Referring expression data
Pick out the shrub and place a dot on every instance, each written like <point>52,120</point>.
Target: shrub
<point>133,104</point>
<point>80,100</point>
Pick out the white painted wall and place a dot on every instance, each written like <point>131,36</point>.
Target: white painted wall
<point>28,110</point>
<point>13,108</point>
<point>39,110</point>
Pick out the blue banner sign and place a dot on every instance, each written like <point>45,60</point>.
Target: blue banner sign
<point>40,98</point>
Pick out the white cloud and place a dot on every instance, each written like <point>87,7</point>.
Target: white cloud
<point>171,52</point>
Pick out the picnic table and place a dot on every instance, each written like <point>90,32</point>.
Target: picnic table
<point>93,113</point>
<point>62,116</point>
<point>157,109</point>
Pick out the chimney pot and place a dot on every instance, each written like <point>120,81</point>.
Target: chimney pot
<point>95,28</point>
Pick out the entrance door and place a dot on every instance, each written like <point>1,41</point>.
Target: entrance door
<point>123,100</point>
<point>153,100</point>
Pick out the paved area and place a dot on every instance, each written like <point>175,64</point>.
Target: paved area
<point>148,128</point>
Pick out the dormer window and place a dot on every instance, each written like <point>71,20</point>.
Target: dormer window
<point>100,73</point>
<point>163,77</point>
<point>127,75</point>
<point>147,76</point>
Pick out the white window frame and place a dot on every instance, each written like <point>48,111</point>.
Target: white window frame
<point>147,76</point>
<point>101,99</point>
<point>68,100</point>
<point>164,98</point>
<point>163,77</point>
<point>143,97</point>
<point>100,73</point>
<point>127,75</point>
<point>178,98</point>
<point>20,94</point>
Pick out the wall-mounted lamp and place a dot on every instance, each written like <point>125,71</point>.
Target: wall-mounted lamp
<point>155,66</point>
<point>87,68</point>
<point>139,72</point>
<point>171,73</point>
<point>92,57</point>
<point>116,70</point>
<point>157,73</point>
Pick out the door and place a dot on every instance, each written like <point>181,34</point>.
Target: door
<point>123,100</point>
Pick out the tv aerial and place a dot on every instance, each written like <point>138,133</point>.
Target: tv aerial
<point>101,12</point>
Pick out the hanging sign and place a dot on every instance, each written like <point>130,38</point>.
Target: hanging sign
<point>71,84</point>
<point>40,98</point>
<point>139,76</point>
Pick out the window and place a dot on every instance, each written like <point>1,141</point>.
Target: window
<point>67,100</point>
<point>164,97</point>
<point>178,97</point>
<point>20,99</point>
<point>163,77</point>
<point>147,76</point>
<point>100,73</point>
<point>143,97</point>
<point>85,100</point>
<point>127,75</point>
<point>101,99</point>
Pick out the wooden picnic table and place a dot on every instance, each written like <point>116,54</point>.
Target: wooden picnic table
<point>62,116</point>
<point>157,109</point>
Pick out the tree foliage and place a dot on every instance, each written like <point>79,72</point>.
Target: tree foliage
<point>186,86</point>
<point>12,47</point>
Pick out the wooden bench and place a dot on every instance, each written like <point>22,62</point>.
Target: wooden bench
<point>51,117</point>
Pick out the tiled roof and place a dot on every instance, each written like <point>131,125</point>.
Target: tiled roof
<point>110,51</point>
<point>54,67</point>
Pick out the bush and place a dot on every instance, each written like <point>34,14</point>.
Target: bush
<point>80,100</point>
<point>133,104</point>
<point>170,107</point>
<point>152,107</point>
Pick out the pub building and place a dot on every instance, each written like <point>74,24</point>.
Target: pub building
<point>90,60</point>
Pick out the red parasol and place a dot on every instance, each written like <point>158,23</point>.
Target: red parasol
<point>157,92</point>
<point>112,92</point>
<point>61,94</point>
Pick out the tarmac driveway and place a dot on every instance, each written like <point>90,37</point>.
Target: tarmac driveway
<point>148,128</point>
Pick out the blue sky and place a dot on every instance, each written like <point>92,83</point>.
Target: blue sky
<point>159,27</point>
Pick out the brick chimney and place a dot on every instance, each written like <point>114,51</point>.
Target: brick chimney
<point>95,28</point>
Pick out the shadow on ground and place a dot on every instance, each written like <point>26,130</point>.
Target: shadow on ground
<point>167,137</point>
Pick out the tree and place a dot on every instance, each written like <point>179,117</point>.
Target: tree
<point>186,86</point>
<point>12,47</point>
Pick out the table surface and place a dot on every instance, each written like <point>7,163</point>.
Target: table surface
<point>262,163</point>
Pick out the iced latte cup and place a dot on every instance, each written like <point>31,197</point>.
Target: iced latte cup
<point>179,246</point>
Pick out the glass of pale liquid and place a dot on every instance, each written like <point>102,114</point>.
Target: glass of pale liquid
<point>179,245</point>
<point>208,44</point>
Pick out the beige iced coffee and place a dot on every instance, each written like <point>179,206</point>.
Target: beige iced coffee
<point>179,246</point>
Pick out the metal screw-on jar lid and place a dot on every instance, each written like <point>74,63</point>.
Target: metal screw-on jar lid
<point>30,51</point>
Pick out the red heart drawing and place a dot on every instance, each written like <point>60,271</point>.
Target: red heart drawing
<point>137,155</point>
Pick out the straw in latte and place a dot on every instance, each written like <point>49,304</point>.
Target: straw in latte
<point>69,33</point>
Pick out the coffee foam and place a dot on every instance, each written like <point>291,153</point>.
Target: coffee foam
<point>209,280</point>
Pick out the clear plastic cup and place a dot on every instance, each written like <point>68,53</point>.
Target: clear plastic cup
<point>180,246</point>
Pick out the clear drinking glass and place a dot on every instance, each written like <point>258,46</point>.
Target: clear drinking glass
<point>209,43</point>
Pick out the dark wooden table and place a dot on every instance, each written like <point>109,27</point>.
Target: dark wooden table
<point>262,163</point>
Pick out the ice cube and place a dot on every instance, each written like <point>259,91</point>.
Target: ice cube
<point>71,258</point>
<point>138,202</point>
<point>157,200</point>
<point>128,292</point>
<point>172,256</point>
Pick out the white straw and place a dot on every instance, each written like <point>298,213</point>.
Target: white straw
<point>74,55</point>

_Work order_
What is needed is an exact repetition of all the entries above.

_Exercise response_
Pick out the shrub and place a dot on every instance, each written like <point>52,120</point>.
Target: shrub
<point>133,104</point>
<point>80,100</point>
Pick out the white painted wall and place a dot on every instance, each written like <point>131,36</point>.
Target: white painted wall
<point>28,110</point>
<point>13,108</point>
<point>39,110</point>
Pick out the blue banner sign and place a dot on every instance, each written like <point>45,60</point>.
Target: blue banner sign
<point>40,98</point>
Pick out the white cloud and place a dot on every instance, each written like <point>87,7</point>.
Target: white cloud
<point>171,52</point>
Pick out the picnic table and place a dot on every instance, each written like <point>90,32</point>.
Target: picnic table
<point>93,113</point>
<point>62,116</point>
<point>157,109</point>
Pick out the chimney pot and place a dot on every instance, each written like <point>120,81</point>.
Target: chimney pot
<point>95,28</point>
Pick out the entrance door and place a dot on every instance, each written like <point>1,41</point>.
Target: entrance door
<point>123,100</point>
<point>153,100</point>
Pick out the paved area and place a dot on every instance, each written like <point>175,64</point>.
Target: paved area
<point>148,128</point>
Pick out the dormer window and place a dot on every instance, each written like <point>71,20</point>.
Target: dormer window
<point>100,73</point>
<point>163,77</point>
<point>127,75</point>
<point>147,76</point>
Pick out the white window frame and place a dot on every instance, each written like <point>48,111</point>.
Target: white window frame
<point>147,76</point>
<point>101,99</point>
<point>68,100</point>
<point>164,98</point>
<point>163,77</point>
<point>143,97</point>
<point>100,73</point>
<point>127,75</point>
<point>178,98</point>
<point>20,94</point>
Pick out the wall-mounted lamp and place a dot on every instance, each written like <point>125,71</point>.
Target: wall-mounted lamp
<point>155,66</point>
<point>87,68</point>
<point>139,72</point>
<point>171,73</point>
<point>92,57</point>
<point>116,70</point>
<point>157,73</point>
Pick out the door and place a dot on every instance, each written like <point>181,34</point>.
Target: door
<point>123,100</point>
Pick out the tv aerial and place a dot on every instance, each written like <point>138,133</point>.
Target: tv aerial
<point>101,12</point>
Pick out the hanging sign and place a dot on every instance, each written like <point>130,38</point>.
Target: hanging sign
<point>71,84</point>
<point>40,98</point>
<point>139,76</point>
Pick out the window and place a dot on every instance, each written like <point>1,141</point>.
Target: window
<point>67,100</point>
<point>164,97</point>
<point>178,97</point>
<point>20,99</point>
<point>163,77</point>
<point>147,76</point>
<point>100,73</point>
<point>143,97</point>
<point>85,100</point>
<point>127,75</point>
<point>101,99</point>
Pick out the wooden picnic table and place a dot on every instance, each written like <point>116,54</point>.
Target: wooden picnic table
<point>62,116</point>
<point>157,109</point>
Pick out the tree foliage and place a dot on every instance, each written like <point>79,72</point>.
Target: tree foliage
<point>186,86</point>
<point>12,47</point>
Pick out the wooden bench and place a dot on every instance, each written like <point>22,62</point>.
Target: wooden bench
<point>51,117</point>
Pick out the tiled roof and place a dot on every instance, each written like <point>131,125</point>.
Target: tiled roof
<point>110,51</point>
<point>54,67</point>
Pick out the bush and place a dot on every instance, each written like <point>34,14</point>.
Target: bush
<point>80,100</point>
<point>133,104</point>
<point>170,107</point>
<point>152,107</point>
Pick out the pub building and place a dot on every instance, each written like <point>74,24</point>.
Target: pub building
<point>90,60</point>
Pick out the red parasol and place a dot on every instance, each written like <point>158,23</point>.
Target: red parasol
<point>157,92</point>
<point>112,92</point>
<point>61,94</point>
Pick out the tarmac driveway and place a dot on every instance, each written like <point>90,37</point>.
Target: tarmac driveway
<point>148,128</point>
Pick out the blue sky and place a dot on every instance, each written like <point>92,83</point>.
Target: blue sky
<point>159,27</point>
Pick out the brick chimney and place a dot on every instance, each written like <point>114,51</point>.
Target: brick chimney
<point>95,28</point>
Pick out the shadow on ground and place a dot on every instance, each written like <point>26,130</point>.
Target: shadow on ground
<point>167,137</point>
Pick out the tree and place a dot on every instance, each written like <point>179,117</point>.
Target: tree
<point>186,86</point>
<point>12,47</point>
Pick out the table surface and place a dot on every instance, each written like <point>7,163</point>.
Target: table surface
<point>262,163</point>
Pick out the iced latte cup and place a dot on every instance, each written like <point>31,197</point>.
Target: iced latte cup
<point>179,246</point>
Pick out the glass of pale liquid and place a dot on every instance, each written like <point>102,114</point>.
Target: glass of pale liquid
<point>179,245</point>
<point>208,44</point>
Pick out the beige iced coffee and place a dot on every instance, each written like <point>179,206</point>.
Target: beige iced coffee
<point>179,246</point>
Pick out the metal screw-on jar lid and place a dot on every instance, each written like <point>74,63</point>.
Target: metal screw-on jar lid
<point>30,51</point>
Pick out the red heart drawing and place a dot on every instance, each written like <point>60,271</point>.
Target: red heart drawing
<point>137,155</point>
Pick out the straw in latte and place a dot on every instance, each written like <point>49,304</point>.
Target: straw in latte
<point>69,33</point>
Pick out the coffee foam and place a dot on every instance, each written like <point>291,153</point>.
Target: coffee foam
<point>209,280</point>
Pick out the clear plastic cup and place a dot on every instance, each written like <point>68,53</point>.
Target: clear plastic cup
<point>180,246</point>
Pick out the clear drinking glass and place a dot on every instance, each written like <point>258,46</point>.
Target: clear drinking glass
<point>209,43</point>
Pick out the dark wooden table and place a dot on every instance, each written like <point>109,27</point>.
Target: dark wooden table
<point>262,163</point>
Pick out the ice cube and place a dot on every instance, each written like <point>259,91</point>.
Target: ice cube
<point>71,258</point>
<point>138,202</point>
<point>157,200</point>
<point>128,292</point>
<point>172,256</point>
Pick out the white straw and place a dot on every instance, each written like <point>298,213</point>.
Target: white straw
<point>74,55</point>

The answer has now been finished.